§ **SHORT TASK**
Copy the records word for word, beginning at the line that has "the red wine" and stopping at the end of the records.

§ **RECORD SET**
□ □ □

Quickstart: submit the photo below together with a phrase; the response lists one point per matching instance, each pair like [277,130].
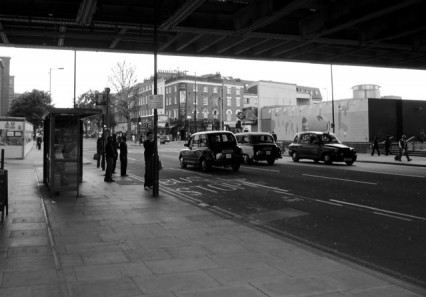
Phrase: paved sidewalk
[117,240]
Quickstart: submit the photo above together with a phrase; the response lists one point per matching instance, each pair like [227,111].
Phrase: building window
[205,114]
[229,115]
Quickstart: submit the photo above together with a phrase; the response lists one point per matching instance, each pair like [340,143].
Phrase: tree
[89,100]
[32,105]
[123,81]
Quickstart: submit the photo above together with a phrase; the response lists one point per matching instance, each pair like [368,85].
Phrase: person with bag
[99,151]
[123,156]
[403,148]
[149,147]
[109,155]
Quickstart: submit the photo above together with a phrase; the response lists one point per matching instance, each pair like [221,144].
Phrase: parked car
[258,146]
[211,148]
[164,139]
[320,146]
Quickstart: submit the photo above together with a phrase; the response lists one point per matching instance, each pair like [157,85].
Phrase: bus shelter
[63,148]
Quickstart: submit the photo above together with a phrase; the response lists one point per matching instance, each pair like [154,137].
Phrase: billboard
[351,119]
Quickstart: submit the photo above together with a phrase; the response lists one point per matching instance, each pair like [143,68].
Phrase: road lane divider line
[391,173]
[261,169]
[341,179]
[380,210]
[328,202]
[388,215]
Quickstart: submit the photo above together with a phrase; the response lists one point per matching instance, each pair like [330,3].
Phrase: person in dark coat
[375,146]
[123,156]
[109,155]
[388,145]
[149,146]
[115,145]
[39,140]
[99,150]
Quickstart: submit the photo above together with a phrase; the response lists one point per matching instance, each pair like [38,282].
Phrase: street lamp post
[50,78]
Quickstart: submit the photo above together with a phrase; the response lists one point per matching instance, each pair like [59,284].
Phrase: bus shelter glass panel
[65,152]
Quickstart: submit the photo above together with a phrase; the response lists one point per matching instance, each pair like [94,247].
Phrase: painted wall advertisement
[351,119]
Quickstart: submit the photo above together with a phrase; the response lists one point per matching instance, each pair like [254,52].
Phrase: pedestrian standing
[149,147]
[375,146]
[388,145]
[115,146]
[39,139]
[109,154]
[99,150]
[403,148]
[123,156]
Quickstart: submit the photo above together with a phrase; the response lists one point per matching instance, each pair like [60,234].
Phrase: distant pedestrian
[123,156]
[375,146]
[274,135]
[387,143]
[115,145]
[403,148]
[99,150]
[149,146]
[39,139]
[109,154]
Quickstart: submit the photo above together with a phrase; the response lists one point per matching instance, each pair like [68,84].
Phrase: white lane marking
[395,217]
[261,169]
[342,179]
[391,173]
[380,210]
[328,202]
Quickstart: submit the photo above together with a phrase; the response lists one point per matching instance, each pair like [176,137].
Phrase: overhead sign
[155,101]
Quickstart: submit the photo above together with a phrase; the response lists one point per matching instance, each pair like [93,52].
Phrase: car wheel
[182,163]
[295,157]
[235,166]
[327,159]
[205,166]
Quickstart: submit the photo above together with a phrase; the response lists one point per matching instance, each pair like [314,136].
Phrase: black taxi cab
[320,146]
[211,148]
[258,146]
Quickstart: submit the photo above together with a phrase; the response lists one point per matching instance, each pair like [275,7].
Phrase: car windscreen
[262,139]
[224,138]
[328,138]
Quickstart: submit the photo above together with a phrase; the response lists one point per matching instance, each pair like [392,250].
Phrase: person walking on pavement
[149,147]
[109,154]
[403,148]
[39,140]
[99,150]
[123,156]
[375,146]
[115,145]
[388,145]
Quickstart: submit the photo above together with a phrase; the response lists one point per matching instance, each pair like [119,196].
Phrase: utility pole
[195,102]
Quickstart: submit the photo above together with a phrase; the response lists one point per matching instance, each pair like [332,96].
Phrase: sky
[31,68]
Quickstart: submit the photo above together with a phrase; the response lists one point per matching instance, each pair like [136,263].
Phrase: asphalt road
[373,214]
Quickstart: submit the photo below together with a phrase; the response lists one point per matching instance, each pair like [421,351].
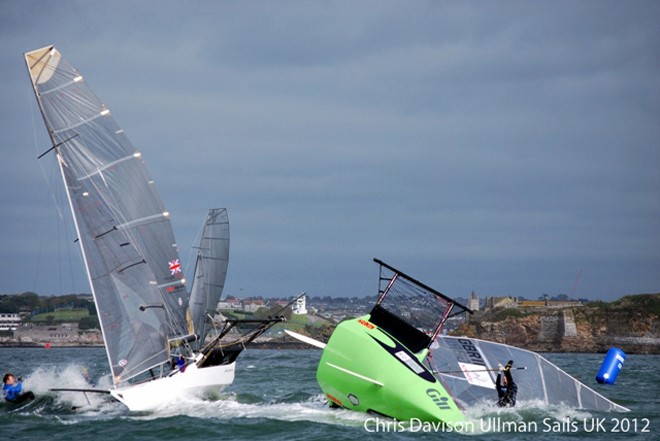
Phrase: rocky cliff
[630,323]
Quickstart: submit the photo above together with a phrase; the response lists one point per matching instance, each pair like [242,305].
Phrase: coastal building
[501,302]
[9,321]
[473,302]
[300,307]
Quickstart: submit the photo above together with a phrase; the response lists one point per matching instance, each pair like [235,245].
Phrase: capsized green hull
[364,369]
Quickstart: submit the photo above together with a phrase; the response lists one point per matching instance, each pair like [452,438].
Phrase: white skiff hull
[151,395]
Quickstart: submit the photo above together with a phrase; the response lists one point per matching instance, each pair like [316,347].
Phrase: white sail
[210,271]
[123,228]
[467,367]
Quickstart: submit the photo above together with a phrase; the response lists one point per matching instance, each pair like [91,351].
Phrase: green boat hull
[363,368]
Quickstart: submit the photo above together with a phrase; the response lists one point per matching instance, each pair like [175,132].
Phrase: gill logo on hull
[441,401]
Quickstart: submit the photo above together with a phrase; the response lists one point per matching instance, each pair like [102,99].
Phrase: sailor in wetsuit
[507,389]
[13,390]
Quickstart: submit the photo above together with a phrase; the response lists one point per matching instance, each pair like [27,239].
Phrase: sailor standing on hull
[507,389]
[13,390]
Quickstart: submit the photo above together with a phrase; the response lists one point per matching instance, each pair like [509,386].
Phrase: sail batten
[114,203]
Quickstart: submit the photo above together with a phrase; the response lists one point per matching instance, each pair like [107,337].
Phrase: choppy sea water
[275,397]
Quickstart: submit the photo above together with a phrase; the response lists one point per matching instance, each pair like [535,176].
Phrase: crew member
[507,389]
[13,390]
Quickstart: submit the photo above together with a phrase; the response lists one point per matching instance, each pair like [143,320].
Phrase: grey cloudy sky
[511,148]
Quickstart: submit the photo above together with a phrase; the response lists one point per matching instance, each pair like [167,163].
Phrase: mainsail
[210,271]
[467,367]
[125,233]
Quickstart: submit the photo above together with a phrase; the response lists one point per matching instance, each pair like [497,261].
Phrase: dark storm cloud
[499,147]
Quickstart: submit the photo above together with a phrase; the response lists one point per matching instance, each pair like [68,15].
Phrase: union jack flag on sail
[175,266]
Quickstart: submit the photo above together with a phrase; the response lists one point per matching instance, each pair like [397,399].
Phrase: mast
[44,52]
[124,230]
[210,271]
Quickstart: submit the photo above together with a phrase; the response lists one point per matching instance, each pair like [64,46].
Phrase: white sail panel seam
[102,113]
[108,165]
[55,89]
[141,220]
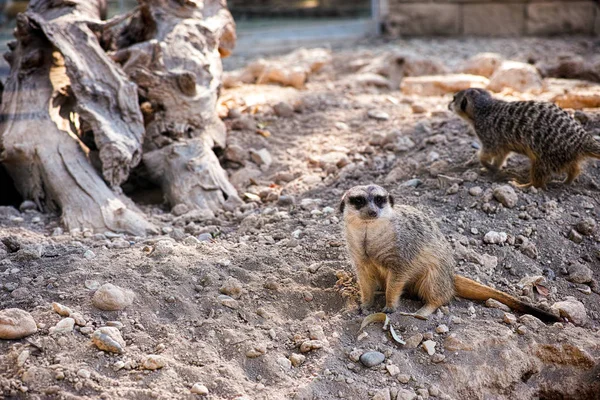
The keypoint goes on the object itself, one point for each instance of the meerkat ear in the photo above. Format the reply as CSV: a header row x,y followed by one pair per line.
x,y
463,104
342,205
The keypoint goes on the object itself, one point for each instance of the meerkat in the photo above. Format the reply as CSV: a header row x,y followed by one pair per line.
x,y
401,250
545,133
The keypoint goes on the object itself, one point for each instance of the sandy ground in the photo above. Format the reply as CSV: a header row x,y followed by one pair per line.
x,y
235,310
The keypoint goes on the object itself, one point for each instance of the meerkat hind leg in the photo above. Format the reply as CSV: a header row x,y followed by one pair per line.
x,y
367,284
394,286
486,159
573,172
423,312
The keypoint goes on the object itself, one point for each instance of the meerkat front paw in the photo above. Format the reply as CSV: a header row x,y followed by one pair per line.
x,y
388,310
365,307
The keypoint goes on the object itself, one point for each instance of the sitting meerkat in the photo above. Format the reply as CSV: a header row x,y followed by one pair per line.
x,y
402,250
553,140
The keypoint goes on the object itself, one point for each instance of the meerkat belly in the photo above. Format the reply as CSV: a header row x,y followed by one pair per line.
x,y
373,244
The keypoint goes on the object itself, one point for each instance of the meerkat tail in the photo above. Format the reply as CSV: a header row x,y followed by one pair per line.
x,y
469,289
594,149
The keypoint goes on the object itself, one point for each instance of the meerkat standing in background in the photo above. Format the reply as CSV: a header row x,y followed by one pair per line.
x,y
402,250
553,140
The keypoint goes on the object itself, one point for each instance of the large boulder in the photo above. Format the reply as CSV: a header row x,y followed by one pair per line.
x,y
439,85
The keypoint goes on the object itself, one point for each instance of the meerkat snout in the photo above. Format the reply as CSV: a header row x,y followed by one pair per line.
x,y
366,203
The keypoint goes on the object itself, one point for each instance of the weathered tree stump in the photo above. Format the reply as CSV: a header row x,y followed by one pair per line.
x,y
87,100
44,157
172,50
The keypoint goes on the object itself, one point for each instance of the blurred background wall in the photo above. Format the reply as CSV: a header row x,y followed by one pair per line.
x,y
491,17
265,26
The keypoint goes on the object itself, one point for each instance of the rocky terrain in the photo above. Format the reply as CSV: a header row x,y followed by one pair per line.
x,y
260,302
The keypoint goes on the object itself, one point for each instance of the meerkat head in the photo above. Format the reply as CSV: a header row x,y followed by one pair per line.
x,y
366,203
465,103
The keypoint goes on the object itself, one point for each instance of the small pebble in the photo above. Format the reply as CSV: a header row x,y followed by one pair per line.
x,y
16,324
372,358
109,339
506,195
509,318
297,359
65,325
153,361
200,389
378,115
429,347
475,191
84,373
441,329
109,297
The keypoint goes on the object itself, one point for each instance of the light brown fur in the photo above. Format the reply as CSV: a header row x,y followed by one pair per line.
x,y
554,142
401,250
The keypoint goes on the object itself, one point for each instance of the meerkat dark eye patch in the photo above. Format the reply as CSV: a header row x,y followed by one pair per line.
x,y
380,201
358,201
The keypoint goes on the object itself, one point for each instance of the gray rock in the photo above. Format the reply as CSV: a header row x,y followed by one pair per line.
x,y
575,236
493,237
378,115
232,287
297,359
579,273
382,394
180,209
236,154
204,237
412,183
286,201
475,191
406,394
153,361
372,358
27,205
586,226
109,339
283,109
506,195
496,304
414,341
572,309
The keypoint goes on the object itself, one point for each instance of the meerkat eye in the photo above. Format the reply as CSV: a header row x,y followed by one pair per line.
x,y
358,202
380,201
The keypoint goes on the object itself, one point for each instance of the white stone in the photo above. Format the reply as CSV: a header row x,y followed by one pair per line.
x,y
112,298
483,64
16,324
439,85
517,76
200,389
65,325
261,157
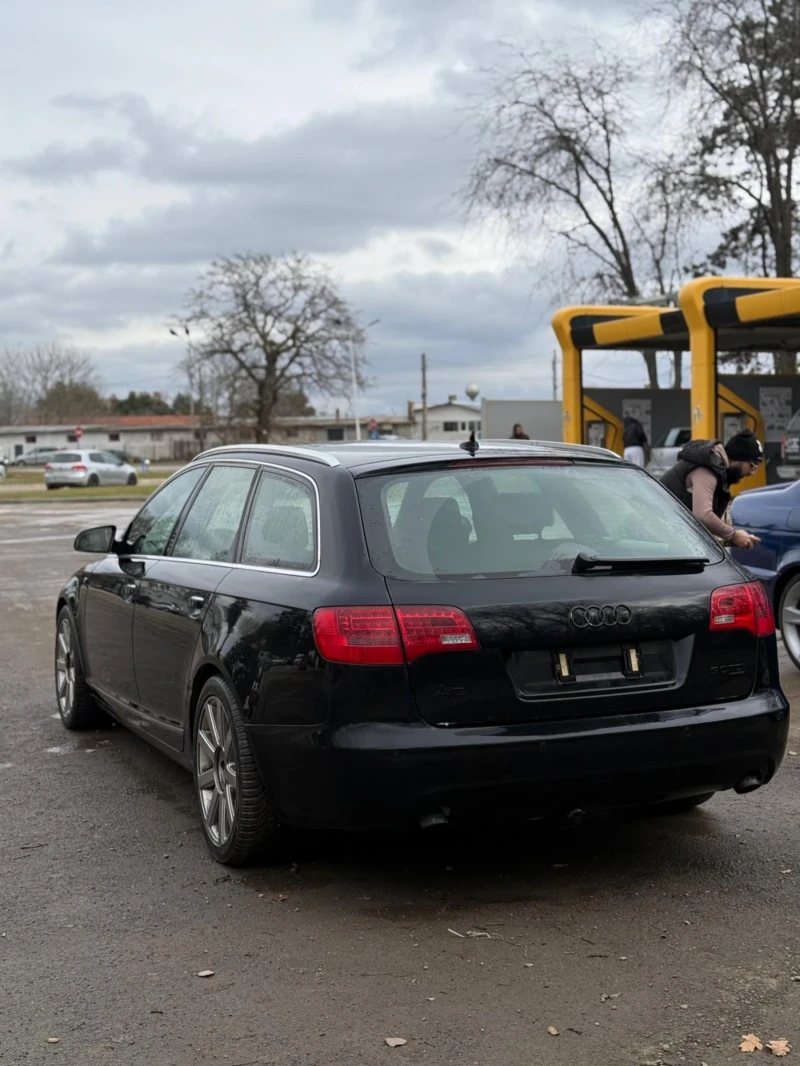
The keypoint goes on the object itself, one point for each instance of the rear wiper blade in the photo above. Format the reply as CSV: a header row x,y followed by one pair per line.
x,y
587,562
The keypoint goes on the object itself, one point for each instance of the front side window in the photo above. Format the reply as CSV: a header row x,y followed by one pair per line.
x,y
528,519
149,532
282,528
211,527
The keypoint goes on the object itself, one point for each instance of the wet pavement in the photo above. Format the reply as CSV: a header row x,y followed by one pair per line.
x,y
640,940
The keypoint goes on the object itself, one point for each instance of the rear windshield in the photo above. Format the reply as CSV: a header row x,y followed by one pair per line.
x,y
524,520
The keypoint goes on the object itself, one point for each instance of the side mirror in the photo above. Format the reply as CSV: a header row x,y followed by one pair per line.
x,y
98,540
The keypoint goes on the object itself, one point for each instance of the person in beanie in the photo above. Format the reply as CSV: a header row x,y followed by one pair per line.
x,y
703,475
635,441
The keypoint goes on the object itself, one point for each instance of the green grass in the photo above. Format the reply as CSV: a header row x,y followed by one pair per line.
x,y
25,475
79,495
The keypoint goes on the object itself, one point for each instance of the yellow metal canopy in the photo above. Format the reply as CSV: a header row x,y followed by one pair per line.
x,y
714,315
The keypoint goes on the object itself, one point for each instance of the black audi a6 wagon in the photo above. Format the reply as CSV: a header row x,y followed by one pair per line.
x,y
389,634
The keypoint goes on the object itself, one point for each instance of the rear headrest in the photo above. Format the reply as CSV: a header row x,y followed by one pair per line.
x,y
525,512
286,523
449,532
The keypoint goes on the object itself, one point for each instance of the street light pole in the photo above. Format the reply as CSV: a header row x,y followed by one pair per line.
x,y
355,390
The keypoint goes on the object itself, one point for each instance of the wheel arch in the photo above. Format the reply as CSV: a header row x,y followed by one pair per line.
x,y
204,674
793,570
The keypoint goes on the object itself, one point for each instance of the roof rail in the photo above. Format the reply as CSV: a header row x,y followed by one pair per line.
x,y
299,452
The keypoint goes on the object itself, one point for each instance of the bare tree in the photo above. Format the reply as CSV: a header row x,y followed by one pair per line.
x,y
47,383
738,62
558,157
269,327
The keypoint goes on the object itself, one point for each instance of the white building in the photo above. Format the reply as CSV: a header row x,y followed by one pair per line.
x,y
141,436
177,437
448,421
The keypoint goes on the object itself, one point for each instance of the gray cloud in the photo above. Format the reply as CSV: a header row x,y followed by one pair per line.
x,y
328,186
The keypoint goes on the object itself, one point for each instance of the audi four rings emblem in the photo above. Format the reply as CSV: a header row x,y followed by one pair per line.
x,y
596,616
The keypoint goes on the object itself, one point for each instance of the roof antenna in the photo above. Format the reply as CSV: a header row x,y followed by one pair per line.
x,y
469,446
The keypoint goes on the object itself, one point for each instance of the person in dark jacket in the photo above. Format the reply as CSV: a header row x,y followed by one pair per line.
x,y
703,475
635,441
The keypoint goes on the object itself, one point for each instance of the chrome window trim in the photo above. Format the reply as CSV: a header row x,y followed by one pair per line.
x,y
307,453
257,464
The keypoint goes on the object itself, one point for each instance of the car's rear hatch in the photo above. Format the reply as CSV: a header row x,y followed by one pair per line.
x,y
557,639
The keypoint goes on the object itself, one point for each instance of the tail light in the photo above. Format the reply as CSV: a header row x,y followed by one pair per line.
x,y
742,607
387,636
430,629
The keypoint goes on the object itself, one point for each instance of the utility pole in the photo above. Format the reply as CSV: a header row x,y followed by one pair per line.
x,y
425,397
354,378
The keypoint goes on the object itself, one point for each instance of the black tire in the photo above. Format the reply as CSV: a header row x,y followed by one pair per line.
x,y
78,708
255,832
681,806
790,631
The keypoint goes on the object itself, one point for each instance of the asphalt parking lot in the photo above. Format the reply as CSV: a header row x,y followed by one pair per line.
x,y
639,940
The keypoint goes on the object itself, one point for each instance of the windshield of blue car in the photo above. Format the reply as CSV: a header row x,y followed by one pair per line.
x,y
530,519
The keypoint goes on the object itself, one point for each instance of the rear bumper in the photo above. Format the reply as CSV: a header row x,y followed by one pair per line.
x,y
389,775
65,480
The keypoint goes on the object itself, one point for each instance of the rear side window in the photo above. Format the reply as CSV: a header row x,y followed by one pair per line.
x,y
150,530
282,527
211,527
525,520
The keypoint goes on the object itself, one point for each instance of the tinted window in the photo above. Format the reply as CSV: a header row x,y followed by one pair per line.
x,y
212,523
150,530
281,531
523,520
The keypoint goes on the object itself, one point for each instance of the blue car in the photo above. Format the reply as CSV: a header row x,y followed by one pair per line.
x,y
773,515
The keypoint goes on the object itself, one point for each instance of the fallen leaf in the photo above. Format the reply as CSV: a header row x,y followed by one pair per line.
x,y
751,1043
780,1048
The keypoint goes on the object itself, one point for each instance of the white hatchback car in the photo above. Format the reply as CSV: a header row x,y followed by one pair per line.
x,y
88,470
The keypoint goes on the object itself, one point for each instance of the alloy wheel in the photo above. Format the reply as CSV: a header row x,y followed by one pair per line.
x,y
65,674
217,771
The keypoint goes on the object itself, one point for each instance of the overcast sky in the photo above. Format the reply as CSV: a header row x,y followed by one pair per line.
x,y
140,141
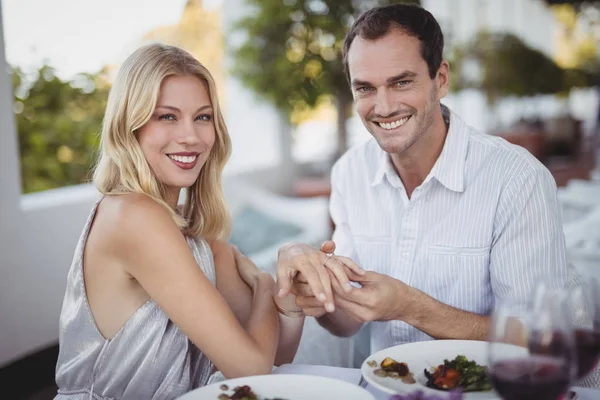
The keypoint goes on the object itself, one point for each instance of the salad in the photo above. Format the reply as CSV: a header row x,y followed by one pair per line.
x,y
241,393
459,373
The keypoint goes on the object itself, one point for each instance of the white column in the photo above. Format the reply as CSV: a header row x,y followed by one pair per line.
x,y
10,177
10,211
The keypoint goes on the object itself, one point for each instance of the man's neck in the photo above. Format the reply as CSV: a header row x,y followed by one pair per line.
x,y
413,165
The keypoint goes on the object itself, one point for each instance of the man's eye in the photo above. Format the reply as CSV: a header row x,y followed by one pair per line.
x,y
167,117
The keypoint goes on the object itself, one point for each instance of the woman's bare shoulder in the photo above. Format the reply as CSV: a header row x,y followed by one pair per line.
x,y
132,217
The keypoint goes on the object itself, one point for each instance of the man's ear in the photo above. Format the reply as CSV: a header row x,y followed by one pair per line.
x,y
443,79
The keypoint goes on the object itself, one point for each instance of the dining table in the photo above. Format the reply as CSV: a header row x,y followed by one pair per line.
x,y
353,375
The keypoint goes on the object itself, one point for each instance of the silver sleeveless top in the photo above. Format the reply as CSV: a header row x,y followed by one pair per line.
x,y
149,358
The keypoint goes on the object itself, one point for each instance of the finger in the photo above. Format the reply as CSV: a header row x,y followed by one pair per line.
x,y
328,246
301,289
308,302
326,283
354,310
351,264
315,312
284,280
339,272
313,278
300,278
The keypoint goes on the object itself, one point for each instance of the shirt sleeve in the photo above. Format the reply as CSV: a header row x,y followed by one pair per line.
x,y
528,245
342,235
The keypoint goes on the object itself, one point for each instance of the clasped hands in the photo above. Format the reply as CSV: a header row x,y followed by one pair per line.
x,y
321,283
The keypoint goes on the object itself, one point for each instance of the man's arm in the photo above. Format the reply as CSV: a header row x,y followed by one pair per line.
x,y
383,298
442,321
528,245
340,323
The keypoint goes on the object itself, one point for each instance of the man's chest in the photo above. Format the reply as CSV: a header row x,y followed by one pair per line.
x,y
437,241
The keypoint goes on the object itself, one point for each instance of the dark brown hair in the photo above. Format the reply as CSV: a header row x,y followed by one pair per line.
x,y
412,19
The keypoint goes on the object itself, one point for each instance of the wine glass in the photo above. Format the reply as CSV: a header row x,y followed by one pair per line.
x,y
585,305
532,352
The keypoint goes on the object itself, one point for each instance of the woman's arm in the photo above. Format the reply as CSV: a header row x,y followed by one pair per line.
x,y
238,294
154,252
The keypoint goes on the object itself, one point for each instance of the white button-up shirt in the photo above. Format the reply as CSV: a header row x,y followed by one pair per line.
x,y
483,227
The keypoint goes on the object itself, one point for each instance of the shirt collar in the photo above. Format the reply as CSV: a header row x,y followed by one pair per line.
x,y
449,169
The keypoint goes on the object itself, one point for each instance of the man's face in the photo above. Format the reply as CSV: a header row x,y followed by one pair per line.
x,y
394,94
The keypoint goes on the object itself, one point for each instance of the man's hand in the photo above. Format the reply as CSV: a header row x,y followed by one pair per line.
x,y
381,298
314,266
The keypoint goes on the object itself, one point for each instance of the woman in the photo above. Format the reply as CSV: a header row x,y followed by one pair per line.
x,y
149,308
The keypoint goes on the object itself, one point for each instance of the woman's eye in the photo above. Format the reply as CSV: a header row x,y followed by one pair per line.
x,y
167,117
204,117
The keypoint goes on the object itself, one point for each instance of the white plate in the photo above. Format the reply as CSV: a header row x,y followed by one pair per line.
x,y
424,355
290,387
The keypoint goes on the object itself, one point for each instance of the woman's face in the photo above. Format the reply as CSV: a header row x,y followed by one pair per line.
x,y
179,136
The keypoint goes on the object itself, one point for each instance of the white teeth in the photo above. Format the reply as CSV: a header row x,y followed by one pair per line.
x,y
393,125
183,159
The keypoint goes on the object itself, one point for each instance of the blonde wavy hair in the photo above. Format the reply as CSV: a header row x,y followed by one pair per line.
x,y
122,167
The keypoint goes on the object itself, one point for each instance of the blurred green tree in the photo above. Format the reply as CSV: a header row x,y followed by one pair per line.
x,y
507,66
58,125
290,53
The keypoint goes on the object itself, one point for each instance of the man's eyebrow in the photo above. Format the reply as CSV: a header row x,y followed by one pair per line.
x,y
356,82
400,77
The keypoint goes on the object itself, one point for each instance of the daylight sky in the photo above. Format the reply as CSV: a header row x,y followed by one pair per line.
x,y
81,35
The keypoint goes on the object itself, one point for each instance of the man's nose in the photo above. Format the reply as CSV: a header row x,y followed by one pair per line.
x,y
384,104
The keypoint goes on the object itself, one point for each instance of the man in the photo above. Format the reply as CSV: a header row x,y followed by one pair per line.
x,y
446,221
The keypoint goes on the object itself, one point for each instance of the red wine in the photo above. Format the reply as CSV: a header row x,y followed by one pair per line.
x,y
588,351
538,377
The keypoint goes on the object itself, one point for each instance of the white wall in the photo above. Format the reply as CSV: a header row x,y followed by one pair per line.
x,y
531,20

□ □ □

§ **EXERCISE OUTPUT**
The keypoint goes on the object itself, one point for each instance of the red wine in the photo above. Format the reply as CSV: a header row x,y followed by one pair per line.
x,y
588,351
538,377
The keypoint goes on the object itself, one point for each instance of the white wall in the photo above. Format the reply as CSV: a header row x,y followed by one pair per line.
x,y
531,20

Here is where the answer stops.